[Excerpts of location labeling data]

▶

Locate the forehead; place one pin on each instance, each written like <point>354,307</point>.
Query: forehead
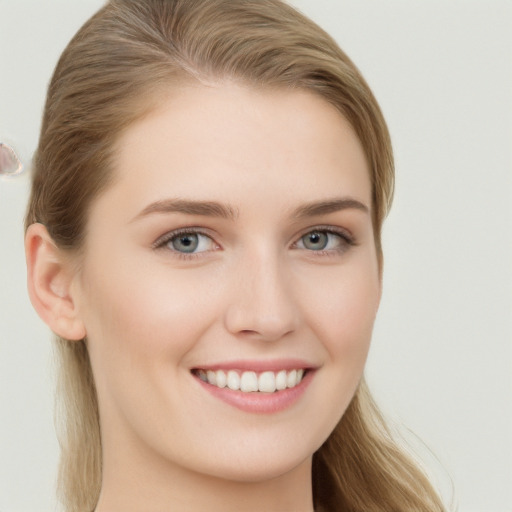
<point>234,143</point>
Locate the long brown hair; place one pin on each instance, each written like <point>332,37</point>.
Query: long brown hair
<point>111,74</point>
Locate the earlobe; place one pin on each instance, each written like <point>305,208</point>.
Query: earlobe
<point>49,279</point>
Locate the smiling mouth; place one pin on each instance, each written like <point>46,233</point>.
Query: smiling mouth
<point>252,382</point>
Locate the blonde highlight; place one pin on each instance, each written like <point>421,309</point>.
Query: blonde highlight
<point>111,74</point>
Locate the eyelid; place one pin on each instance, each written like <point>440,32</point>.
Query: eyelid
<point>160,242</point>
<point>347,239</point>
<point>335,230</point>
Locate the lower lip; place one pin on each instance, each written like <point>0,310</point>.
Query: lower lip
<point>258,402</point>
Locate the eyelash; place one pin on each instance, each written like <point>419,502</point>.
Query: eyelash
<point>347,241</point>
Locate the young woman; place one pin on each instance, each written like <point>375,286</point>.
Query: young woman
<point>203,237</point>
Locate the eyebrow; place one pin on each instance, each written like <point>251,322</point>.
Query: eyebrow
<point>203,208</point>
<point>329,206</point>
<point>215,209</point>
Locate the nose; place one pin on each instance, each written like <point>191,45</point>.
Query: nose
<point>262,305</point>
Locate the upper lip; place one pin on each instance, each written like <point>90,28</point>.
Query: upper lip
<point>273,365</point>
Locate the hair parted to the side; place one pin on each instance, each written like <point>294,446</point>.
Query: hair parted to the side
<point>110,75</point>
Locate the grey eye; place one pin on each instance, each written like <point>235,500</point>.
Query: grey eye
<point>316,240</point>
<point>10,164</point>
<point>187,242</point>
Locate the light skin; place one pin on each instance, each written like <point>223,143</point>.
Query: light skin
<point>285,269</point>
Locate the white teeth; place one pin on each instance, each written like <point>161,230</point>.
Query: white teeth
<point>250,381</point>
<point>233,380</point>
<point>222,380</point>
<point>281,380</point>
<point>267,382</point>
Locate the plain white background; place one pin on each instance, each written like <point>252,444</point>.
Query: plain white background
<point>441,362</point>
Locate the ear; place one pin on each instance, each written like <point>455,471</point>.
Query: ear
<point>50,279</point>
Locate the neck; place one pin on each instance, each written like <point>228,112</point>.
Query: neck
<point>165,487</point>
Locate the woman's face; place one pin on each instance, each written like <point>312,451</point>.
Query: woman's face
<point>235,245</point>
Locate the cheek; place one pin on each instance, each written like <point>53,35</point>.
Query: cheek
<point>138,318</point>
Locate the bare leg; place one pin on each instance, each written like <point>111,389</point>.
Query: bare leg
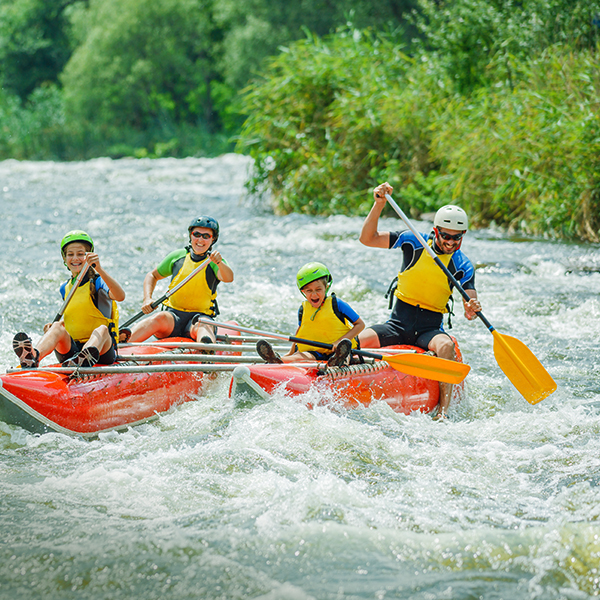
<point>161,325</point>
<point>99,339</point>
<point>369,339</point>
<point>200,331</point>
<point>443,346</point>
<point>55,338</point>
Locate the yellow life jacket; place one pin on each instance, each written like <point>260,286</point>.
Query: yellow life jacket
<point>322,324</point>
<point>195,295</point>
<point>425,284</point>
<point>82,316</point>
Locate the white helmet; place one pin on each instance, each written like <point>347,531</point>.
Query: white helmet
<point>451,217</point>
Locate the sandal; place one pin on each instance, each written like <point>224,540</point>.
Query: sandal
<point>88,357</point>
<point>124,335</point>
<point>206,339</point>
<point>266,352</point>
<point>342,351</point>
<point>29,357</point>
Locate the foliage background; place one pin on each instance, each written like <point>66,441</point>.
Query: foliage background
<point>492,104</point>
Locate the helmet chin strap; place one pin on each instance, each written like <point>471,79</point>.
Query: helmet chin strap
<point>197,257</point>
<point>438,249</point>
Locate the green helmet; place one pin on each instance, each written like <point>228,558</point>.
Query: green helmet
<point>311,272</point>
<point>207,222</point>
<point>76,236</point>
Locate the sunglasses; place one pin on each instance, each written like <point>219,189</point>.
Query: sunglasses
<point>448,236</point>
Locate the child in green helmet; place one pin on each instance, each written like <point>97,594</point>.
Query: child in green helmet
<point>87,332</point>
<point>321,318</point>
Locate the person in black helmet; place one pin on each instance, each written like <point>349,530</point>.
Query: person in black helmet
<point>197,298</point>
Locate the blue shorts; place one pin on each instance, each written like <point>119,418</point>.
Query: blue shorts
<point>184,321</point>
<point>108,358</point>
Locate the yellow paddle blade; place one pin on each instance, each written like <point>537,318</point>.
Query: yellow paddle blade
<point>522,367</point>
<point>428,367</point>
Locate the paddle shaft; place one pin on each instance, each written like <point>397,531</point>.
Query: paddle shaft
<point>419,365</point>
<point>167,294</point>
<point>289,338</point>
<point>72,291</point>
<point>436,258</point>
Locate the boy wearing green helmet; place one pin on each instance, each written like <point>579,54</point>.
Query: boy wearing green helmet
<point>321,318</point>
<point>197,298</point>
<point>87,333</point>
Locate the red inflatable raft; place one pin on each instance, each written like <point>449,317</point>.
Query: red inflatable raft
<point>103,398</point>
<point>351,387</point>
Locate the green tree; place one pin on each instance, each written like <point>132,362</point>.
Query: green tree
<point>143,64</point>
<point>35,42</point>
<point>479,41</point>
<point>255,29</point>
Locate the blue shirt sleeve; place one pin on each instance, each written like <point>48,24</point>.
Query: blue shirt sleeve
<point>348,312</point>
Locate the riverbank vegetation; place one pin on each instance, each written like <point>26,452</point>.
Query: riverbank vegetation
<point>497,108</point>
<point>493,104</point>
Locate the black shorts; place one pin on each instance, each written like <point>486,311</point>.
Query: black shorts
<point>410,325</point>
<point>184,321</point>
<point>108,358</point>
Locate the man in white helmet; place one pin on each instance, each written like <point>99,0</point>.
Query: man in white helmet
<point>423,290</point>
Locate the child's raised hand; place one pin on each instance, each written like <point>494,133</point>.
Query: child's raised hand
<point>92,259</point>
<point>216,257</point>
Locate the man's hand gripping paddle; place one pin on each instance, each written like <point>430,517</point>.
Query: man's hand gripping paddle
<point>517,361</point>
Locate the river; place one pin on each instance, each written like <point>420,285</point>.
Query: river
<point>279,502</point>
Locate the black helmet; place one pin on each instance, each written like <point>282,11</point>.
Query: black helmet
<point>207,222</point>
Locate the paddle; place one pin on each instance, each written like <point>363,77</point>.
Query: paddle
<point>517,361</point>
<point>419,365</point>
<point>168,293</point>
<point>72,291</point>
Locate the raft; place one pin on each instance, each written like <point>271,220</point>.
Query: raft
<point>350,386</point>
<point>103,398</point>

◀

[Work to be completed] Can you retype all of the records above word for word, leaving the pictures out?

[Worked solution]
Locate the forehead; place one pin on each instance, each written like <point>354,307</point>.
Query: forehead
<point>234,143</point>
Locate the long brown hair; place one pin on each instance, each written like <point>332,37</point>.
Query: long brown hair
<point>111,74</point>
Locate the earlobe; place one pin on each instance, each written like <point>305,208</point>.
Query: earlobe
<point>49,279</point>
Locate the smiling mouth; place one pin on each instance, each written like <point>46,233</point>.
Query: smiling mouth
<point>252,382</point>
Locate the blonde highlight; place one pin on each instance, each written like <point>421,309</point>.
Query: blonde highlight
<point>111,74</point>
Locate the eyelid; place one pin on each instance, each written like <point>440,32</point>.
Query: eyelid
<point>160,242</point>
<point>347,239</point>
<point>335,230</point>
Locate the lower lip; place one pin on each instance, each written like <point>0,310</point>.
Query: lower lip
<point>258,402</point>
Locate the eyelash; place one pin on each instance, each written like <point>419,502</point>.
Query: eyelash
<point>347,241</point>
Locate the young woman; place one pin on each instance, each written like <point>375,286</point>.
Query: young woman
<point>203,237</point>
Locate the eyebrow; place one pin on each instance, each written like <point>251,322</point>.
Query: eyebrow
<point>203,208</point>
<point>329,206</point>
<point>215,209</point>
Locate the nose; place one pin on each instance, each written like <point>191,45</point>.
Query: nose
<point>262,305</point>
Locate the upper lip; place one pin on each instance, each written like <point>90,28</point>.
Query: upper lip
<point>273,365</point>
Locate the hair parted to the side; place one pin on each instance, each written like <point>294,446</point>.
Query: hair parted to the side
<point>110,75</point>
Locate the grey eye; place one pin on each instance, each written like <point>235,500</point>.
Query: grey eye
<point>316,240</point>
<point>10,164</point>
<point>187,242</point>
Locate the light skin; place one pin on each instance, each written like <point>223,143</point>.
Query: light skin
<point>285,269</point>
Locate the white teeth; place one pin on each instance, each written like <point>161,230</point>.
Query: white teeth
<point>250,381</point>
<point>233,380</point>
<point>222,380</point>
<point>281,380</point>
<point>267,382</point>
Locate the plain white background; place one pin on each instance, each written like <point>252,444</point>.
Query: plain white background
<point>441,362</point>
Locate the ear; place one pin on each instance, each written like <point>455,471</point>.
Query: ear
<point>50,279</point>
Locate the neck; place one pin on each instance, each written like <point>228,112</point>.
Query: neck
<point>165,487</point>
Locate the woman's face; place one pin on each instance, each written like <point>312,451</point>.
Query: woman's face
<point>235,245</point>
Locate the cheek; place one pin on each instance, each written like <point>53,35</point>.
Query: cheek
<point>138,318</point>
Locate the bare leg; place one pin on each instance, each written like <point>111,389</point>.
Query: bare leg
<point>161,325</point>
<point>99,339</point>
<point>369,339</point>
<point>200,331</point>
<point>443,346</point>
<point>55,338</point>
Locate the yellow life jacket; place one pin on each instance, each written like <point>260,286</point>.
Query: yellow life jacket
<point>322,324</point>
<point>195,295</point>
<point>425,284</point>
<point>82,316</point>
Locate the white helmet; place one pin on each instance, each written like <point>347,531</point>.
Query: white helmet
<point>451,217</point>
Locate the sandal; place one pin on each instance, each written like <point>224,540</point>.
Query: sandal
<point>88,357</point>
<point>124,335</point>
<point>206,339</point>
<point>266,352</point>
<point>342,351</point>
<point>29,357</point>
Locate the foliage background; place one pin on each instance, each written like <point>66,441</point>.
Query: foliage background
<point>492,104</point>
Locate the helmet chin strap; place one pin on each instance, each written like <point>471,79</point>.
Query: helmet chin strap
<point>197,257</point>
<point>438,249</point>
Locate the green helmet; place one pin on each instance, each written like <point>228,558</point>.
Query: green helmet
<point>311,272</point>
<point>207,222</point>
<point>76,236</point>
Locate the sunglasses; place one pin on each instance, each written like <point>219,189</point>.
Query: sunglasses
<point>448,236</point>
Locate the child in green helmet; place one pin on each instance, each written like <point>97,594</point>.
Query: child in green helmet
<point>87,332</point>
<point>321,318</point>
Locate the person in black helmet; place one pin on each instance, each written like <point>349,530</point>.
Query: person in black helmet
<point>197,298</point>
Locate the blue shorts; place one pin on each instance, each written like <point>119,418</point>.
Query: blue shorts
<point>184,321</point>
<point>108,358</point>
Locate the yellow paddle blade; place one pin on each instance, each written like <point>537,318</point>.
Query: yellow paddle blade
<point>522,367</point>
<point>428,367</point>
Locate the paddle shaft; place one pin on each instance, each written like <point>397,531</point>.
Query: paddle shaft
<point>419,365</point>
<point>167,294</point>
<point>289,338</point>
<point>72,291</point>
<point>436,258</point>
Locate the boy wearing green helmet; place one pin on each instance, each written like <point>579,54</point>.
Query: boy wearing green helmet
<point>321,318</point>
<point>197,298</point>
<point>87,333</point>
Locate the red inflatable raft; place one pin on each instance, each written like <point>449,317</point>.
Query: red inflatable raft
<point>103,398</point>
<point>351,387</point>
Locate the green tree; place one pin on each instance, each written like <point>132,362</point>.
Query: green tree
<point>143,64</point>
<point>35,42</point>
<point>479,41</point>
<point>255,29</point>
Locate the blue shirt sleeve; place one pin on each instance, each written like <point>48,24</point>.
Query: blue shirt sleeve
<point>348,312</point>
Locate the riverbank vegetation; place one pin on each instance, each written like <point>26,452</point>.
Query: riverbank vegetation
<point>497,108</point>
<point>493,104</point>
Locate the black shorts; place one pin on each instance, each written like <point>486,311</point>.
Query: black shorts
<point>410,325</point>
<point>184,321</point>
<point>108,358</point>
Locate the man in white helmet; place one pin on each instance, each written like <point>99,0</point>.
Query: man in white helmet
<point>423,290</point>
Locate the child's raised hand; place one pin on each instance, each written like <point>494,133</point>.
Query: child's raised hand
<point>92,259</point>
<point>216,257</point>
Locate the man's hand gripping paddle; place one pin on each instance, each written like <point>430,517</point>.
Query: man's hand gripping paddle
<point>517,361</point>
Locate the river; place one pin on each instance, each written like <point>420,285</point>.
Query: river
<point>279,502</point>
Locate the black helmet; place one pin on each instance, each written like <point>282,11</point>.
Query: black helmet
<point>207,222</point>
Locate the paddle; place one pin on each instance, each written like <point>363,77</point>.
Query: paddle
<point>517,361</point>
<point>419,365</point>
<point>168,293</point>
<point>72,291</point>
Locate the raft; place one pin on each instance, each written like <point>271,220</point>.
Query: raft
<point>350,386</point>
<point>103,398</point>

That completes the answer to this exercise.